Dataset records »
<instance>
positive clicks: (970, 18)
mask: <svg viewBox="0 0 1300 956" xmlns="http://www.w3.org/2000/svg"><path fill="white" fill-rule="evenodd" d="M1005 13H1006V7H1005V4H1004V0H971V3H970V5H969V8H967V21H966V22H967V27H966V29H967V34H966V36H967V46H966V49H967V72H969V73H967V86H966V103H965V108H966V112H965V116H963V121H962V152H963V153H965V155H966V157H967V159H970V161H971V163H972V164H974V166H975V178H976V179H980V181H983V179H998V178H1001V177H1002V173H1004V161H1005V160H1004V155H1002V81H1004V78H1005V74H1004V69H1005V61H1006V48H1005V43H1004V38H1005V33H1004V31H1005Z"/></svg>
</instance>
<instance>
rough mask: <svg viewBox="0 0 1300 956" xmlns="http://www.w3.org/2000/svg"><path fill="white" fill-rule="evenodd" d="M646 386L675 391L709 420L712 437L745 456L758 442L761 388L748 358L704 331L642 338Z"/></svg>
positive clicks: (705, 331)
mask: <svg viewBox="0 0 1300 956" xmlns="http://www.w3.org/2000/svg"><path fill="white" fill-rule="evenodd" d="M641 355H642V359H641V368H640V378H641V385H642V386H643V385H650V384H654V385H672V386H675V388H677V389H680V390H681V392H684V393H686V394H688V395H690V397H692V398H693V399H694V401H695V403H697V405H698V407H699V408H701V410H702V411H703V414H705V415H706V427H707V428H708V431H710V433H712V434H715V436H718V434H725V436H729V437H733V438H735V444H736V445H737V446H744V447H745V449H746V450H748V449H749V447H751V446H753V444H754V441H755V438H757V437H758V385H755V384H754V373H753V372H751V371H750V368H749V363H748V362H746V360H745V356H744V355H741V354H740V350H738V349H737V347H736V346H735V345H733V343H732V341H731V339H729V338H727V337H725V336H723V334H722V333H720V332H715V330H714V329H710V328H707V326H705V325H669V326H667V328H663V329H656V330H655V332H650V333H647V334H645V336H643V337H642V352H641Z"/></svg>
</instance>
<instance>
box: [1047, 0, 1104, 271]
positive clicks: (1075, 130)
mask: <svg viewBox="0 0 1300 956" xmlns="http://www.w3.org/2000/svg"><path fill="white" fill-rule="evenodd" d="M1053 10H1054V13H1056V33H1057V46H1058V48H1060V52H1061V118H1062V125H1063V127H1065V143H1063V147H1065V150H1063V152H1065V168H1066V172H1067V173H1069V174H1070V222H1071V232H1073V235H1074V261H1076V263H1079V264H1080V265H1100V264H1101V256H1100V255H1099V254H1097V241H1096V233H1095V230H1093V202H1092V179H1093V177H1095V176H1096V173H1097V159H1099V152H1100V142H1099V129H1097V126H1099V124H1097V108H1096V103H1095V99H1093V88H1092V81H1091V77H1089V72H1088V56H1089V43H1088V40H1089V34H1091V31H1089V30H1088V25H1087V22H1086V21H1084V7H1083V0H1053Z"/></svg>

Problem to work on » Return every line above that contains the word "clicks".

Answer for this exercise »
positive clicks: (970, 18)
positive clicks: (705, 331)
positive clicks: (1075, 130)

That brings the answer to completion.